• THE RECORDS
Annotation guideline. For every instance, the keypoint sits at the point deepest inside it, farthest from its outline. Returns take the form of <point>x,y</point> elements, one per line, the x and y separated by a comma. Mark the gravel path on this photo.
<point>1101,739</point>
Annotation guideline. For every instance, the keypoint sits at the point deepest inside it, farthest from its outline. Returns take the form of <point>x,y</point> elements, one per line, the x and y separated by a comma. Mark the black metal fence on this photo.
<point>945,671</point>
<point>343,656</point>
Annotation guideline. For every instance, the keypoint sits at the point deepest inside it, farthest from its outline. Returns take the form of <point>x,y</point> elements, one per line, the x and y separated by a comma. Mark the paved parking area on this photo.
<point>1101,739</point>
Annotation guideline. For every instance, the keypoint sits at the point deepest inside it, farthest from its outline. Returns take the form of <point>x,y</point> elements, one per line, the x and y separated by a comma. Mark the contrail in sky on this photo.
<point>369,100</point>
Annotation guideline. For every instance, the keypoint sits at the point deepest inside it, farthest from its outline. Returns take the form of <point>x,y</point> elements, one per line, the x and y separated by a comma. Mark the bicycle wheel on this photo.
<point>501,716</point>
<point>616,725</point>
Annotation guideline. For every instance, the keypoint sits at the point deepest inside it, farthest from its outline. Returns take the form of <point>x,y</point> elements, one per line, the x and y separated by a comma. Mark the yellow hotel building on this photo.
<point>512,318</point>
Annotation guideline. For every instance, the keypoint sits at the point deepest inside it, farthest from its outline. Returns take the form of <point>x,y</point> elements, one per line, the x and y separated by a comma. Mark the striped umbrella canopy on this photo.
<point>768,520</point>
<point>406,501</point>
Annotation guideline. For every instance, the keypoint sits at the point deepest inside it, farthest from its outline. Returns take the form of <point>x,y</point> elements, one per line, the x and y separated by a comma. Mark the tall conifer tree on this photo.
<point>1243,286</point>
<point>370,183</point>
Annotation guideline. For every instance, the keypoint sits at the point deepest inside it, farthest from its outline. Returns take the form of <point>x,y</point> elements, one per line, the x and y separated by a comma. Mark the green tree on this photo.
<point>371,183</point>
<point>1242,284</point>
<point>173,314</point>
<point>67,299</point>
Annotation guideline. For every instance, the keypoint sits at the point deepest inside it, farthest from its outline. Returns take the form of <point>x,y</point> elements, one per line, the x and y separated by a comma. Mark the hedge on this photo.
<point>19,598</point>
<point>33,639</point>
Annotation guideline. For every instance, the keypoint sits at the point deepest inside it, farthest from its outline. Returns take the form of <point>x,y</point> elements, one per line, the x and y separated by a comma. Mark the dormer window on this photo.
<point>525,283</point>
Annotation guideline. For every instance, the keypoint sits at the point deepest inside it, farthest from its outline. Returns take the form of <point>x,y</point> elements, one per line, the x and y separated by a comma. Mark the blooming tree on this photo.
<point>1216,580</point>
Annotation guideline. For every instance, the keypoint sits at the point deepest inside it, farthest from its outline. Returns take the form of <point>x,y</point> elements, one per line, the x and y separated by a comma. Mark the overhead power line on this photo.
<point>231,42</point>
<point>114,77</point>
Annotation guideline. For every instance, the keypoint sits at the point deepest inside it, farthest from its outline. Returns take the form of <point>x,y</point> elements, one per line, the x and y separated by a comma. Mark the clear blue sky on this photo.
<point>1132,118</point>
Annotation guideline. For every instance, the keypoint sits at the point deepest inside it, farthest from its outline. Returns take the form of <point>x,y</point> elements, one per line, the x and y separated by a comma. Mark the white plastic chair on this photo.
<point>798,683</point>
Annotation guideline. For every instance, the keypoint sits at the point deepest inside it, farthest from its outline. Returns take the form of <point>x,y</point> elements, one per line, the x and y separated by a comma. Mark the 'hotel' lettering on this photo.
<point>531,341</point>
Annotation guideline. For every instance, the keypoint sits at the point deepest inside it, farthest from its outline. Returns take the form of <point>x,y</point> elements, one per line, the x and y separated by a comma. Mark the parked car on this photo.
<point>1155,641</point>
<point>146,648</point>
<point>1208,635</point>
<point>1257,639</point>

• PROBLEM DETAILS
Reproduce the material above, every line of it, exactly.

• RESULT FOR THIS TASK
Annotation guideline. For every instance, the keypoint sits at the point deepest inside it, farthest from its outline. Returns take the form of <point>x,y</point> elements, one per line, the x and y separated by a comma. Mark the gravel path on this photo.
<point>1101,739</point>
Annotation guideline. For every instance, the keypoint sits at the point deepest inside it, farthest from its outline. Returns take the form of <point>x,y</point> elements, one per line, the x and y separated by a comma. Mark the black metal fence on this photo.
<point>945,671</point>
<point>343,656</point>
Annotation guideline. For every instance, the keypoint sits at the point deepest inside it, farthest from its outline. Returns take the form of <point>x,y</point> elements, one per line, the x and y separated by a comma. Mark the paved parking area on this photo.
<point>1101,739</point>
Annotation guideline. For every instance, the keypoint sits at the point deepest inside it, farthest from its outline. Returns take the form of <point>x,y</point> elements, one per line, the x and y separated by a comma. Mark the contrail in sky on this photo.
<point>369,100</point>
Annotation guideline. For every instance, the keypoint sits at the point deepest inside it, farthest from its outline. Returns take the form of <point>x,y</point> elements, one per line, the x and y separated by a comma. Mark the bicycle wheel on this photo.
<point>501,716</point>
<point>616,725</point>
Annotation guideline. For every instance, the keypoint sits at the point deepest inside it, farthest from its outline. Returns take the form of <point>x,y</point> elements, one per line, the x and y separated by a comma. Mark the yellow hotel building on this photo.
<point>512,318</point>
Annotation guideline. For every instance, the keypoint sits at the point deepest inside it, farthest from its outline. Returns take the form of <point>x,y</point> elements, one per line, the x and y separated by a comma. Mark the striped umbrella canopy on this photo.
<point>768,520</point>
<point>406,501</point>
Annotation guideline. For every instance, the keypoint sits at the point deepest inside it, farthest from its outline. Returns take the form of <point>x,y</point> elements, one per line, the x and y separated by a comma. Mark the tall conifer tree on this photo.
<point>1243,286</point>
<point>370,183</point>
Annotation guideline. For every instance, the keypoint sits at the point deepest inside it, farthest from its outline. Returns take the form of <point>x,y</point> elements, one per line, the x and y separated by a comma. Mark the green tree on this photo.
<point>371,183</point>
<point>1242,284</point>
<point>173,314</point>
<point>67,299</point>
Annotation guideline. For every instance, the keypoint sits at the point deepest inside it, farthest from its outline. Returns take the form of <point>x,y</point> elements, one per line, the x and y separated by a comma. Mark the hedge on this photo.
<point>19,598</point>
<point>33,639</point>
Annotation guideline. For every instance, the keypoint sits at the point deepest inside it, farthest from its outline. Returns take the form of <point>x,y</point> elements, one per line, the x and y separated by a comma. Mark the dormer window on this photo.
<point>525,283</point>
Annotation guideline. For every instance, the keypoint sits at the point deepest inside it, farthest from its outline. Returns take the form of <point>x,y</point> elements, one per line, the x and y separated by a comma. Mark the blooming tree on this photo.
<point>1216,580</point>
Annotation guideline. For every instance, the keypoint sits at the point deepest inside it, farthest from its outline. Returns take the form of <point>x,y</point> elements, one per line, the x and y separated by a comma. Mark the overhead power line on this photo.
<point>231,42</point>
<point>114,77</point>
Annotation guideline. For every instance, the keypoint sits at the point deepest inside it, farthest from its outline. Returns take the form of <point>x,y</point> elements, one per line, the x and y separated by a comma. Mark the clear blue sky on this photo.
<point>1132,118</point>
Annotation guideline. For every instance, the keypoint sits at the point deepest inside it, farthest from its outline. Returns take the form of <point>x,y</point> elements, one per line, the x and y separated by a comma. Mark the white plastic chair on this photo.
<point>798,683</point>
Annotation guideline. For every instance, the keypoint sits at the point deepest inside it, farthest from its outline. Returns take the form of <point>x,y</point> elements, one per line, the x and y separated by a comma. Mark the 'hotel' lettering on this photo.
<point>531,341</point>
Annotation guideline. For every instance, the keypoint sits at the point deepest inside it, farthest from its outline. Returns take the form of <point>x,y</point> elements, one per line, the x and y separated by a comma. Mark the parked car on this photo.
<point>1155,641</point>
<point>146,648</point>
<point>1208,635</point>
<point>1257,639</point>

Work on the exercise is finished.